» **WHAT YOU NEED TO DO**: From the first line of the material through the line containing "Each instance of the small", restate everything word for word and nothing more.

» **ENTRIES SUPPLIED**:
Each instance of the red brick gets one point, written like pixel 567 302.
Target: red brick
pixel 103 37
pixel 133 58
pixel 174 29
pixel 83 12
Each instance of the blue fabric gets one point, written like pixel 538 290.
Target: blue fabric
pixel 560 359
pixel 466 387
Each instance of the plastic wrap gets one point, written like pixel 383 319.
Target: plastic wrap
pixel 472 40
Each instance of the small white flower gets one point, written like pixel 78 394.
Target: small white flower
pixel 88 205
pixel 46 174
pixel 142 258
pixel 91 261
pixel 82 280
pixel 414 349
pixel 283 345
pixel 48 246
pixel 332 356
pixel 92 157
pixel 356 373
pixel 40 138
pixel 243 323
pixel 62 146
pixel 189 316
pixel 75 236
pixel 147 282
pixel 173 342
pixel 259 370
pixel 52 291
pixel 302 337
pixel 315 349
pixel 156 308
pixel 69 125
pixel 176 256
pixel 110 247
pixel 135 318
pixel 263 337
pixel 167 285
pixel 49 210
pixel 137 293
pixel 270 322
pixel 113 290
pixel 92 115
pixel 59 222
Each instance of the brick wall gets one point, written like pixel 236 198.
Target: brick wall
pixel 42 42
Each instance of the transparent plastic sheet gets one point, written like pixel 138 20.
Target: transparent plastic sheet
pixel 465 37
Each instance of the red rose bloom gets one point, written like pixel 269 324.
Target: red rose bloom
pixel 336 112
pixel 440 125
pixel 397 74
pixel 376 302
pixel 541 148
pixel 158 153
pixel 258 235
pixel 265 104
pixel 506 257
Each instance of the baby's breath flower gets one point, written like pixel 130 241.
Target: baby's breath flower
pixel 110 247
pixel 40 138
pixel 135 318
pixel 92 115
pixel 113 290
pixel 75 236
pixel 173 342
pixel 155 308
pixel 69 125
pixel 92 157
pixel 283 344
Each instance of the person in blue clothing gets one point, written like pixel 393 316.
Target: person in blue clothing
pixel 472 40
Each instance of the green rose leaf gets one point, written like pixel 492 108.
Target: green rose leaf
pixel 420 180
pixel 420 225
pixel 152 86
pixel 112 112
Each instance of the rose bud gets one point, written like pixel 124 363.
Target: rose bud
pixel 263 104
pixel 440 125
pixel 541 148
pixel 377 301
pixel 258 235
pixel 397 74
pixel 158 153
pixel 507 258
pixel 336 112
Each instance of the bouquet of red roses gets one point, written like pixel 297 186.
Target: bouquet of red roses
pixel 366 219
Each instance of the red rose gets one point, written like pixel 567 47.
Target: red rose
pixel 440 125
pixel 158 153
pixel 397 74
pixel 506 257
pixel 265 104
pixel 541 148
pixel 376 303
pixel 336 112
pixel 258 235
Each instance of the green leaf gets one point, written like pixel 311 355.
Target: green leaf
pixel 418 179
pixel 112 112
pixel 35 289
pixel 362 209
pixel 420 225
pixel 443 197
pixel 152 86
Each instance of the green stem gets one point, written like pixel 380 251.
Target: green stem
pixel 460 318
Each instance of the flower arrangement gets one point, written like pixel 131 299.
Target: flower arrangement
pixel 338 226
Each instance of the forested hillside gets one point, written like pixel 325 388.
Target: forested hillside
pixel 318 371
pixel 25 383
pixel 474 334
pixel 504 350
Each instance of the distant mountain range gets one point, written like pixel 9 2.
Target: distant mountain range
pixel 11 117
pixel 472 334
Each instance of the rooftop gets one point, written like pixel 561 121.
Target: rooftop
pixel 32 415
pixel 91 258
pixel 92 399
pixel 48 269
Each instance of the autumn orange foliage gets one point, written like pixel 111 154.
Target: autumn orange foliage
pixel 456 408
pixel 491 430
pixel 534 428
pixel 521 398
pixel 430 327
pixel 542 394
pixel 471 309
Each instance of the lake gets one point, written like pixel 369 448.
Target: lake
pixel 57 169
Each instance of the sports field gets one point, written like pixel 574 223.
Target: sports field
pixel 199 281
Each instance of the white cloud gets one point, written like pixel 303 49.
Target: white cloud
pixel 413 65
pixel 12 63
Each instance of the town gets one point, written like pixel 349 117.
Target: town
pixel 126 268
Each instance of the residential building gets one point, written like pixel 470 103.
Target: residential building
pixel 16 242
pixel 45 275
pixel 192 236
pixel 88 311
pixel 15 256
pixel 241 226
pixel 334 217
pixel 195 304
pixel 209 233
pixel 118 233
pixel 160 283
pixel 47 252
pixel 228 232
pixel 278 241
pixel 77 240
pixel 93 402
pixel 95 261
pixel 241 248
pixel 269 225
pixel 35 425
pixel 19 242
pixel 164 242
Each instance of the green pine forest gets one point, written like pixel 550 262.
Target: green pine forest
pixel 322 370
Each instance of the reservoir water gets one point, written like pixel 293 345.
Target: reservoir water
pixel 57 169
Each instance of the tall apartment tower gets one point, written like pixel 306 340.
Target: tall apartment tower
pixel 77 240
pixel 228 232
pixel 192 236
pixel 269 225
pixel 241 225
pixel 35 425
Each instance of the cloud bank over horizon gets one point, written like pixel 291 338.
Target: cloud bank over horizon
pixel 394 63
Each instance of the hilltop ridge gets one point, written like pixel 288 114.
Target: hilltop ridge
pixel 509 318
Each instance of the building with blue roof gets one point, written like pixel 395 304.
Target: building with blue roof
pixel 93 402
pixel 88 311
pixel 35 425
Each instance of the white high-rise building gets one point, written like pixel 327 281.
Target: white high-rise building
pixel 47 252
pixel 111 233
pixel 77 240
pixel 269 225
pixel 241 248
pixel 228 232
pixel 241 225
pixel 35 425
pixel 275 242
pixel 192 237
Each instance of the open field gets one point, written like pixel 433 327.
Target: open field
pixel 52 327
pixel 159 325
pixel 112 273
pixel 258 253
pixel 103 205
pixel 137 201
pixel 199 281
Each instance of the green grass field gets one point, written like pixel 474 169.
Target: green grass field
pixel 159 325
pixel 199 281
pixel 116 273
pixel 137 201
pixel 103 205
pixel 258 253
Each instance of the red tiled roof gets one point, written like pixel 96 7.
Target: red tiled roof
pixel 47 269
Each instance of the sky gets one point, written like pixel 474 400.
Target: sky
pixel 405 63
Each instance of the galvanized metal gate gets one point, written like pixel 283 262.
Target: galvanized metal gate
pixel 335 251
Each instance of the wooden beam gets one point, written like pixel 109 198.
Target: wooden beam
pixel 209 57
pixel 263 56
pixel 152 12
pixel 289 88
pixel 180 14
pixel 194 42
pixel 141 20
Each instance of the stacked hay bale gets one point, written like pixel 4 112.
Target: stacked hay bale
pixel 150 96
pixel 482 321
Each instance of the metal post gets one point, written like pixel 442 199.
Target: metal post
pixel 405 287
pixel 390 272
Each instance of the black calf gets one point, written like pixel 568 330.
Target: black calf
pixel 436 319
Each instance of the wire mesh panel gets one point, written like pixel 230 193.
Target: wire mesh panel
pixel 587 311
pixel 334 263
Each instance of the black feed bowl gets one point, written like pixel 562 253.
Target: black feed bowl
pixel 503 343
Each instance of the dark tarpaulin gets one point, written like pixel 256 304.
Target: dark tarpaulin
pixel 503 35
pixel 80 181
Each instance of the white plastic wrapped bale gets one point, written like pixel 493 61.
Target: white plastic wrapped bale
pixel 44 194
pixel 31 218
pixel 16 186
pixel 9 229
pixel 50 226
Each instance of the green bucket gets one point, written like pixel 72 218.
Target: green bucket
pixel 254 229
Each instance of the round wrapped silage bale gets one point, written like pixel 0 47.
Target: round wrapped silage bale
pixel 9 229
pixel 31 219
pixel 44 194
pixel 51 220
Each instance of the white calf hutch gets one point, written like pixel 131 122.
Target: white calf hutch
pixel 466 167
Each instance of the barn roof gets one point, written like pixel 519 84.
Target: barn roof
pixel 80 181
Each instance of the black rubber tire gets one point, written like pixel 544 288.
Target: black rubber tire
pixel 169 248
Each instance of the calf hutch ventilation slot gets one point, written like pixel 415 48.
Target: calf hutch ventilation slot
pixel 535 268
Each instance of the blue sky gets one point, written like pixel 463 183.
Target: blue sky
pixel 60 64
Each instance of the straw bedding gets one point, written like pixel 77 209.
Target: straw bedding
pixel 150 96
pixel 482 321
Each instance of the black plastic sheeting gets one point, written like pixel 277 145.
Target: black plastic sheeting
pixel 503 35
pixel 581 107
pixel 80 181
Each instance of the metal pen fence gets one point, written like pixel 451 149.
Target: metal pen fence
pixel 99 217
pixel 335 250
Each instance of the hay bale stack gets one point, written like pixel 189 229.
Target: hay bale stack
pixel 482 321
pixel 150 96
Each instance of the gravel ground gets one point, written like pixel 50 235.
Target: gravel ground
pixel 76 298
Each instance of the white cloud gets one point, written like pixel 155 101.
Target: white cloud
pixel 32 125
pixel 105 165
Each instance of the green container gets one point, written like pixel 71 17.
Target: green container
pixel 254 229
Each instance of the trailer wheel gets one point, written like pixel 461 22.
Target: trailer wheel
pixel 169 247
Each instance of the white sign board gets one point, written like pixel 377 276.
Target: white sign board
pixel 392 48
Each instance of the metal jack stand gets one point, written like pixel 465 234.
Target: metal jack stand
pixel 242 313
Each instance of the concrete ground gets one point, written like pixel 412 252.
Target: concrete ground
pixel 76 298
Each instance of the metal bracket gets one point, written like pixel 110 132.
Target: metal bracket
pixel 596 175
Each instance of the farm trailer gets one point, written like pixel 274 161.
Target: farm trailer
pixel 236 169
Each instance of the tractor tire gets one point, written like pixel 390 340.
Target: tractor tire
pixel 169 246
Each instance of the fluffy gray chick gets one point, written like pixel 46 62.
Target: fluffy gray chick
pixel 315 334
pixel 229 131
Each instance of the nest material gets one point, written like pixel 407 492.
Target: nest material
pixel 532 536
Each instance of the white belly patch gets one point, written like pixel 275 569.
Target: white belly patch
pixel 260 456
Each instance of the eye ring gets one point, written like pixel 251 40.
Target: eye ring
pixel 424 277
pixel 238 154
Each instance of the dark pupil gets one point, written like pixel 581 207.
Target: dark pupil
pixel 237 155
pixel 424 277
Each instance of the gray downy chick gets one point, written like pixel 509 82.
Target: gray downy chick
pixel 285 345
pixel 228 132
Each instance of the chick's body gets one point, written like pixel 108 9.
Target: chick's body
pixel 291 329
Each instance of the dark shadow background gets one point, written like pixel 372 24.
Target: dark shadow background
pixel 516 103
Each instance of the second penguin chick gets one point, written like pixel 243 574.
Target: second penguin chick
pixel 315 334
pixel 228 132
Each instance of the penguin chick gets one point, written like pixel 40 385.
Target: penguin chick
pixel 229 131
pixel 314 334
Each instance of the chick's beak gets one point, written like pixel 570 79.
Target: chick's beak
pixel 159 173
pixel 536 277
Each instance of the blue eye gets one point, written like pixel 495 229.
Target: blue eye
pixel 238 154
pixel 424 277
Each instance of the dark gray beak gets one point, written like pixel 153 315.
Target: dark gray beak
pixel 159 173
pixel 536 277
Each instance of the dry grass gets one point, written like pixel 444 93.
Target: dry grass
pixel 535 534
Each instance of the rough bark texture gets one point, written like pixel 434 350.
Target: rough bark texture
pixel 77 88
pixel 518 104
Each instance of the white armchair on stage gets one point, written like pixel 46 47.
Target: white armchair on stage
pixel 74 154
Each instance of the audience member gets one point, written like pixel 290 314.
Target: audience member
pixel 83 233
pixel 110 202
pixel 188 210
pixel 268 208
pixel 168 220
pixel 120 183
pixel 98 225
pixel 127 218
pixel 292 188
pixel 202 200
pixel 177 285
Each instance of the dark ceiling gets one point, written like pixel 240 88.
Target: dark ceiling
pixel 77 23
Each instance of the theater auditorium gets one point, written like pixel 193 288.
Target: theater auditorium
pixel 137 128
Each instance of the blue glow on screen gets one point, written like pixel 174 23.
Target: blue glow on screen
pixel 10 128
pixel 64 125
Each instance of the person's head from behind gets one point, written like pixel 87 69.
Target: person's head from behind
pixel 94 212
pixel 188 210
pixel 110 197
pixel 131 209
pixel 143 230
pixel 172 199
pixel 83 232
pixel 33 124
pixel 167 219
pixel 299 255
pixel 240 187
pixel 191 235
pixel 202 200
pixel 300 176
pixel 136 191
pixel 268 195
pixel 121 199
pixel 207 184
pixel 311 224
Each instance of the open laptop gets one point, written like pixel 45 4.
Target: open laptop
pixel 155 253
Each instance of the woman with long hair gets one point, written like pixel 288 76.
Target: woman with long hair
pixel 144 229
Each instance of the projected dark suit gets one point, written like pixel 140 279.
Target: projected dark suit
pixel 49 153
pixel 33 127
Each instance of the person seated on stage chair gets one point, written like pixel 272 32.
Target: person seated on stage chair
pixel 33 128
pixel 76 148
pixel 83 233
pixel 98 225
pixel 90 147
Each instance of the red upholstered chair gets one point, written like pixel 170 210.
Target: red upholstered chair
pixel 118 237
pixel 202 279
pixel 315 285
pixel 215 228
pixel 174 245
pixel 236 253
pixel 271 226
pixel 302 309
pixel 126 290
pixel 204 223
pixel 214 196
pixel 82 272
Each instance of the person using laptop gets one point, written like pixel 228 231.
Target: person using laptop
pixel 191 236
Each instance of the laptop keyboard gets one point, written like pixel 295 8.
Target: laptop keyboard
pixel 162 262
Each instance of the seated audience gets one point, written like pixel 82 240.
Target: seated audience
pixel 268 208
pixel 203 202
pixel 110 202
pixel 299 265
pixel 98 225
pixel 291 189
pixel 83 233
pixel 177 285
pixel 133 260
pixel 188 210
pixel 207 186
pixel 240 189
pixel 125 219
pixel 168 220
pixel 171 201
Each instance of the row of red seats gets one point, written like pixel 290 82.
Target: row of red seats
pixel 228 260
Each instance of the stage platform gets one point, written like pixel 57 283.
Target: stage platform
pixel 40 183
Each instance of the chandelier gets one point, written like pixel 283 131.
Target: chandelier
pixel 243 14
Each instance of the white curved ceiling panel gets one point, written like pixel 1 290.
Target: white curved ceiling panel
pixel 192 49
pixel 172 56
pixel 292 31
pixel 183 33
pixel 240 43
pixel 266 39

» **RESULT OF THIS EXERCISE**:
Each instance of the red brick gets one point, written like pixel 567 302.
Target: red brick
pixel 103 37
pixel 133 58
pixel 174 29
pixel 83 12
Each instance of the blue fabric gets one point, written like pixel 538 290.
Target: blue fabric
pixel 560 359
pixel 466 387
Each instance of the plastic wrap gets one point, written like pixel 383 319.
Target: plastic wrap
pixel 472 40
Each instance of the small white flower gets one point, written like pixel 78 394.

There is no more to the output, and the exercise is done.